EXERCISE OBJECTIVE:
Return verbatim the run of lines that opens with the line holding "Target phrase: broom handle" and closes with the last line of the records.

PROVIDED MATERIAL Start Marker

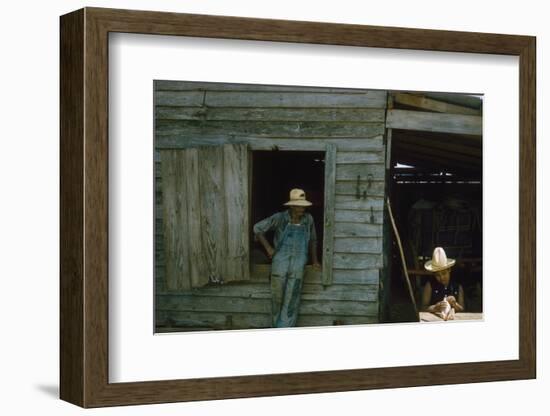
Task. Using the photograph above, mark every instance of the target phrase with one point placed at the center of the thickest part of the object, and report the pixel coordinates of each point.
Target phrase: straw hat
(298, 198)
(439, 261)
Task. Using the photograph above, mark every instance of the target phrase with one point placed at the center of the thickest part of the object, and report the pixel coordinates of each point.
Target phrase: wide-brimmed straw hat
(439, 261)
(298, 198)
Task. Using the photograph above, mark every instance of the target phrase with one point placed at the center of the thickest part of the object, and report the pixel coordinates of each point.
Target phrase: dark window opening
(274, 174)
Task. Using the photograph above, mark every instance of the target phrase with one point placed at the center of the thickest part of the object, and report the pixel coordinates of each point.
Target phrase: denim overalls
(287, 271)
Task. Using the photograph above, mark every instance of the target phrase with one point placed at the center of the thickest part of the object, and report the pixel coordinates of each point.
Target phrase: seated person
(442, 296)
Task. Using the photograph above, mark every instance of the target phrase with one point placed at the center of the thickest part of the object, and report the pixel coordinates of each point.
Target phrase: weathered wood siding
(287, 118)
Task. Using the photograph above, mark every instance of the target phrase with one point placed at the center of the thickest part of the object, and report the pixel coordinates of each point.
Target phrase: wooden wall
(191, 114)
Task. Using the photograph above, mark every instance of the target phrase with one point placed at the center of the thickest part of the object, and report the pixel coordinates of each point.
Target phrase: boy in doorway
(294, 235)
(443, 296)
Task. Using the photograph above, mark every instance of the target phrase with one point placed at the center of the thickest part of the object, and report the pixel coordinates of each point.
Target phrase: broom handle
(402, 258)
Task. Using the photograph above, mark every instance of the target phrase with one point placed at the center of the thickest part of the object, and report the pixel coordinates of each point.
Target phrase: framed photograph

PROVIDED MATERIAL End Marker

ANSWER TO THIS TASK:
Target phrase: broom handle
(402, 258)
Task. Using the photograph above, mark every instance of the target phrase with one point placed at the center of the thickest part of the object, and report the pixel coordinates of each point.
Target phrase: framed photograph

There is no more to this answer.